__Written problem__:
Copy the records from the very start through the line holding "369,271,640,341", inclusive, switching "dirt ground" to "dirt path" and leaving everything else unchanged.

[Start Stored records]

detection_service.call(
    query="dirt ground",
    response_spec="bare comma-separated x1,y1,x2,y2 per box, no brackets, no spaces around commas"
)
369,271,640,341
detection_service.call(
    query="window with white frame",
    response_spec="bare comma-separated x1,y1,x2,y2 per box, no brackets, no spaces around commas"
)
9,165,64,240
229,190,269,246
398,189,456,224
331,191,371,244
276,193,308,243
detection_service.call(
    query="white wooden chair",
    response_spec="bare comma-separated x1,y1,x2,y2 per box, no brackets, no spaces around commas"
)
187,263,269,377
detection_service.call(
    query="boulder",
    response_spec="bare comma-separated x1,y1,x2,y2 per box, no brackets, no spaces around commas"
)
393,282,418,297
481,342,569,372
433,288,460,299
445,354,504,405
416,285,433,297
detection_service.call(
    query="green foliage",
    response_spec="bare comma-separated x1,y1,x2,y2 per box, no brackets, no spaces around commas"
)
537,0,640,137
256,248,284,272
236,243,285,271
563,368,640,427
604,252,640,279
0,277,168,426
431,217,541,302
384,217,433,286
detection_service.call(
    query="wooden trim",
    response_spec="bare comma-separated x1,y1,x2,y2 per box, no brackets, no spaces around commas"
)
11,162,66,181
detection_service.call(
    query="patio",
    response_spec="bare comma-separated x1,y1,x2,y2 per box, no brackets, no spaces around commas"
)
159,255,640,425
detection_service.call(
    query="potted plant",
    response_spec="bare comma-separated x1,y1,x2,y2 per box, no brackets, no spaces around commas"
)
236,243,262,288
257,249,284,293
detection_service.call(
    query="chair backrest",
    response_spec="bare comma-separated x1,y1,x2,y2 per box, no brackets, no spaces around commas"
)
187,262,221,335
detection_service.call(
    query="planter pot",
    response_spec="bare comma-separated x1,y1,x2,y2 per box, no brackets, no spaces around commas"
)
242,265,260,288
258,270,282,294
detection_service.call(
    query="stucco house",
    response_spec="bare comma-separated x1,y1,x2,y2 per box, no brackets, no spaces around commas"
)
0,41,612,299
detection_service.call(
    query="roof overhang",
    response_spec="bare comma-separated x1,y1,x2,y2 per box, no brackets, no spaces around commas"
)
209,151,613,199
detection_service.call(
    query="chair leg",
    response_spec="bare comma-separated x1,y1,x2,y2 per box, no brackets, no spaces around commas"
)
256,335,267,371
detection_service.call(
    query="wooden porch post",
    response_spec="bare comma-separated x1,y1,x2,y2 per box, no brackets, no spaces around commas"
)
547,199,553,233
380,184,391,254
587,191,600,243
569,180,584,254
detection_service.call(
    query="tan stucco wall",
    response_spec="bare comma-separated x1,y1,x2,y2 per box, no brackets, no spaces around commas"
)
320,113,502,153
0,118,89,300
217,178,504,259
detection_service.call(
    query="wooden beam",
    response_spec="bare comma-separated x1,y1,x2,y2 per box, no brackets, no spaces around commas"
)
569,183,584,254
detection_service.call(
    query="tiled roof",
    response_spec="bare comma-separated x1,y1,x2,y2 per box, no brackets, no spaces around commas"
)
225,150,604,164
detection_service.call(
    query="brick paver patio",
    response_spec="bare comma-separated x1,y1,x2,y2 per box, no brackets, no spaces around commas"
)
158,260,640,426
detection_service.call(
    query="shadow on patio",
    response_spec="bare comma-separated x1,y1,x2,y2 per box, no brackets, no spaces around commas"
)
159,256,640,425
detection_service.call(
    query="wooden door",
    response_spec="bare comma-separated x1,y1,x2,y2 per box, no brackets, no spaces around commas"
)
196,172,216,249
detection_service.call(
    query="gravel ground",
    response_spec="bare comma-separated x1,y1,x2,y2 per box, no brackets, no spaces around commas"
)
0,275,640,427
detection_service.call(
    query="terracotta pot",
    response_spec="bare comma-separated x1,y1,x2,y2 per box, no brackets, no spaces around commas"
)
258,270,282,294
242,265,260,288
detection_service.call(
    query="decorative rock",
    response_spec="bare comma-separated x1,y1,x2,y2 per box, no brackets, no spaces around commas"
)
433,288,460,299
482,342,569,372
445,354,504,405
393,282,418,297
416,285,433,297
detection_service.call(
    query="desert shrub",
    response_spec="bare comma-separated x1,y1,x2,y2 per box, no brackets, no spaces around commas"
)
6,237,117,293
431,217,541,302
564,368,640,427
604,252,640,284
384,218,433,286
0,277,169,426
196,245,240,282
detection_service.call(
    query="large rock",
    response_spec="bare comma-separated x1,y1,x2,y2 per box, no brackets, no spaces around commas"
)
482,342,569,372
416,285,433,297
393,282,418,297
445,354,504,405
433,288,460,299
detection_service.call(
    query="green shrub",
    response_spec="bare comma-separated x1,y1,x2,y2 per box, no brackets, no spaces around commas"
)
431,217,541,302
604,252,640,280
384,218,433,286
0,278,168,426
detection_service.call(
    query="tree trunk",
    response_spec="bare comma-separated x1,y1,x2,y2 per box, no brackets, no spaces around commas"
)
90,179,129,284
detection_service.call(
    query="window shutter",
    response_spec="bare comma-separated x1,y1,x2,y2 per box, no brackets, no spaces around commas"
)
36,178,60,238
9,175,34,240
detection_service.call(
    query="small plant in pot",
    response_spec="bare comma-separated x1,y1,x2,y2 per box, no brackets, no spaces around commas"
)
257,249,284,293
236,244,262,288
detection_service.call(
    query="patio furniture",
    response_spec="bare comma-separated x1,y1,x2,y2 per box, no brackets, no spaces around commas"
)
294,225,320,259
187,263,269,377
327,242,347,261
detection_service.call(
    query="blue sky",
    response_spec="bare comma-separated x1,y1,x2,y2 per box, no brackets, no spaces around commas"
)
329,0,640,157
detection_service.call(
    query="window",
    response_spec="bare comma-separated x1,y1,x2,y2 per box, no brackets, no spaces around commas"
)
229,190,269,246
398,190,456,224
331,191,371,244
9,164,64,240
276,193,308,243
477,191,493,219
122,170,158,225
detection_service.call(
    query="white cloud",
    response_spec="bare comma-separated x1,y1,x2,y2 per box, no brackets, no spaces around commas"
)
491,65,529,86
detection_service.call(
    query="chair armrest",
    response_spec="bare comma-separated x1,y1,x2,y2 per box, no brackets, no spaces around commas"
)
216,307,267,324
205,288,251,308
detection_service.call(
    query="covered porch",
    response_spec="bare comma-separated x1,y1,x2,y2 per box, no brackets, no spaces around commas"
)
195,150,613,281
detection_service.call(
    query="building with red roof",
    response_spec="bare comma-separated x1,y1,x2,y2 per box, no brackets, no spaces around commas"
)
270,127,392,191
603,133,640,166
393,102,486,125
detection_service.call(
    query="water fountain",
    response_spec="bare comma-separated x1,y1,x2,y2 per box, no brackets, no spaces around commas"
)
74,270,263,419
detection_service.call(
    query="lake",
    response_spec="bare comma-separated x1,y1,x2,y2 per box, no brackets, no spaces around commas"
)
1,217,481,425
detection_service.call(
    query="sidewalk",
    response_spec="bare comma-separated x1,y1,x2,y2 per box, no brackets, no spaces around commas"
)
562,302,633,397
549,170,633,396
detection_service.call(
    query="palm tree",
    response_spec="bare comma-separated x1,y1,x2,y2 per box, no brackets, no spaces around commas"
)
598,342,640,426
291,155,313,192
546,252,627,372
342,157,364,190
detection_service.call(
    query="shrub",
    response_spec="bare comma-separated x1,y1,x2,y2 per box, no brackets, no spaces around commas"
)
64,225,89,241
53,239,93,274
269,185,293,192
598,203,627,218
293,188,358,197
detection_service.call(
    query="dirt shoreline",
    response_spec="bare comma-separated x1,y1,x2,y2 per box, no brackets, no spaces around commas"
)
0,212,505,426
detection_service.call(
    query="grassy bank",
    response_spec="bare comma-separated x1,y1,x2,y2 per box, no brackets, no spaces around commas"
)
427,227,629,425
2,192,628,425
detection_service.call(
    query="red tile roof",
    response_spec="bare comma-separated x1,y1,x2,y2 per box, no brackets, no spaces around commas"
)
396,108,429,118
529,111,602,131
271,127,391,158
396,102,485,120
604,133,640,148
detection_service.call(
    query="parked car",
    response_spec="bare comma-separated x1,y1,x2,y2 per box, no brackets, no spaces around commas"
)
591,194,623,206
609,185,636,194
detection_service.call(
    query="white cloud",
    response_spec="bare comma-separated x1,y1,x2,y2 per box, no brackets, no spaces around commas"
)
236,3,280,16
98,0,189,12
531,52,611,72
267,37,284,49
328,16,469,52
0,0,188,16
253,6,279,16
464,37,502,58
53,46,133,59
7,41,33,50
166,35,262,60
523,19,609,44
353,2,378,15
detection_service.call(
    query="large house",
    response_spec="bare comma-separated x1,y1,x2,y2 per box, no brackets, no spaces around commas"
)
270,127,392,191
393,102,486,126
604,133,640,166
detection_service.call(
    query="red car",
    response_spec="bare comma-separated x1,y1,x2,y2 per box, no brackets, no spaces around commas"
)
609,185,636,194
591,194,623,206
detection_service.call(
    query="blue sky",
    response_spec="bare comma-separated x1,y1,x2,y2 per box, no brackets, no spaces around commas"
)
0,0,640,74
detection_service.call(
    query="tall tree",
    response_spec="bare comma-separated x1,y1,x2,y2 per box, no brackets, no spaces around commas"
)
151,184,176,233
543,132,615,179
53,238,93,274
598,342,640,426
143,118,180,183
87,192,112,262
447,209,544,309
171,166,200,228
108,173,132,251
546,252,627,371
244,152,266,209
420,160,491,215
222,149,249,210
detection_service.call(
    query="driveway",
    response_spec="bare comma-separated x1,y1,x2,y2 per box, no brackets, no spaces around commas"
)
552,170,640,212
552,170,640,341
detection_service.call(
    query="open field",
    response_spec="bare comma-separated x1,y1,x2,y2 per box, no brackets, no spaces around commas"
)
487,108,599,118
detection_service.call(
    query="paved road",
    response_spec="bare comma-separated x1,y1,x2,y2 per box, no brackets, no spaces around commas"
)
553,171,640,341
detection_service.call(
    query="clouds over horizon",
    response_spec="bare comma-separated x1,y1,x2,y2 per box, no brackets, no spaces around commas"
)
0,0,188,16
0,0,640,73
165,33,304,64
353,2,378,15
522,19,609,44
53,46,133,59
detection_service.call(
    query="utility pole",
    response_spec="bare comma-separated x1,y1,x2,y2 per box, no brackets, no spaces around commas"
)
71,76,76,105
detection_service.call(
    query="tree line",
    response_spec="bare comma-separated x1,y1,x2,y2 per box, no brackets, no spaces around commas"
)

[End Stored records]

__Exercise solution__:
detection_service.call(
    query="dirt path",
    response_spec="bare comma-separated x1,y1,x2,y2 per box, no brackets, no spaces around commas"
)
369,271,640,341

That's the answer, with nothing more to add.